**Estratto del testo**
Se Ramses non avesse lanciato costantemente il proprio cocchio nella lotta, trascinandosi dietro gli altri carri, difficilmente sarebbe sopravvissuto al disastro che si stava profilando. E almeno in ciò va spezzata una lancia in suo favore, ammettendo che egli seppe far fronte a una situazione disperata reagendo prontamente. D’altro canto ciò fu abbondantemente concesso dagli errori commessi dal suo antagonista, che si rivelò più comandante da tavolino che non animale da battaglia. Pur avendo diretto con molta abilità le azioni della sua cavalleria, Muwatalli infatti non fu in grado né di prevedere l’arrivo delle truppe d’assalto egizie, né – e questo fu l’errore imperdonabile – di arginare i suoi uomini quando si abbandonarono al saccheggio prima di avere avuto la vittoria in pugno.
Di fatto la sua assenza fisica dallo scontro ebbe un peso notevole, che tuttavia non gli impedì di prendere la decisione giusta nel momento cruciale della battaglia, in cui rinunciò a impiegare la fanteria a sua disposizione quando si accorse che i suoi carri erano ormai in rotta.
Sebbene Muwatalli potesse contare su una superiorità di carri, 3.500 contro i 2.500 di Ramses, scontava al contrario una desolante inferiorità di fanti: 8.000 contro 20.000. Le gravissime perdite subite dalla cavalleria devono averlo consigliato giustamente a non rischiare e a impiegare molto più fruttuosamente quel contingente nella difesa della rocca di Qadesh.

**Richiesta A**
Risponda alle seguenti domande sul brano sulla battaglia di Qadesh:
(i) Quale fu l'errore imperdonabile di Muwatalli?
(ii) A che cosa rinunciò Muwatalli quando si accorse che i suoi carri erano ormai in rotta?
(iii) Di quanti fanti disponevano rispettivamente Muwatalli e Ramses?
**Richiesta B**
Riprenda il brano sulla battaglia di Qadesh dal punto in cui si ferma e lo prosegua.

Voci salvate

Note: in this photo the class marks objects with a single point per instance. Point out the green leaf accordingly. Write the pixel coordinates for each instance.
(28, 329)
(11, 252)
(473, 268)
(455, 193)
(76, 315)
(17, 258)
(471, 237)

**Risposta scritta A**
(i) Non seppe arginare i suoi uomini quando si abbandonarono al saccheggio prima di avere avuto la vittoria in pugno.
(ii) Rinunciò a impiegare la fanteria a sua disposizione.
(iii) Muwatalli disponeva di 8.000 fanti, Ramses di 20.000.

**Risposta scritta B**
Con buona pace di coloro, che attribuirono la sua ritrosia al terrore che gli avrebbe infuso Ramses nel corso della battaglia, rivelandosi come incarnazione di Baal che, incurante delle frecce e dei giavellotti, seminava la morte e il caos in tutto il campo. Al contrario, il redivivo dio fu ben contento di ricevere la proposta di armistizio che Muwatalli gli consegnò all’indomani della battaglia.
Che quella pace fosse una fortuna più per gli egizi che non per gli ittiti lo dimostrarono i fatti immediatamente successivi, che misero in evidenza quanto il fallimento di Ramses fosse rilevante anche in ambito strategico. Egli infatti non solo non riuscì a indurre a più miti consigli il nemico, fallendo nel suo proposito di sottrarre agli avversari sia Amurru che Qadesh, ma addirittura dovette subire l’iniziativa degli ittiti, che riuscirono ad allargare la propria influenza fino a Damasco, compromettendo le mire egizie in territorio asiatico e modificando nei fatti il confine a proprio vantaggio.
Al contrario, mentre Muwatalli destituiva il principe di Amurru, Benteshina, ponendo su quel trono il più compiacente Shapili, con il quale di fatto cancellava la provincia egizia di Upi, Ramses aveva il suo bel da fare nel contrastare le alzate di testa dei riottosi popoli confinanti, ringalluzziti dalla perdita di prestigio subita a Qadesh.
Guerre di mantenimento
I due anni successivi furono impiegati nel sedare le ribellioni a oriente del delta, dove gli israeliti irrequieti tentavano di scrollarsi un giogo al quale non si erano mai assuefatti e i beduini compivano razzie nei villaggi di confine. A occidente la situazione non era certo più rosea, considerato come i libici non avessero atteso che un cenno di debolezza per razziare bestiame e devastare le città.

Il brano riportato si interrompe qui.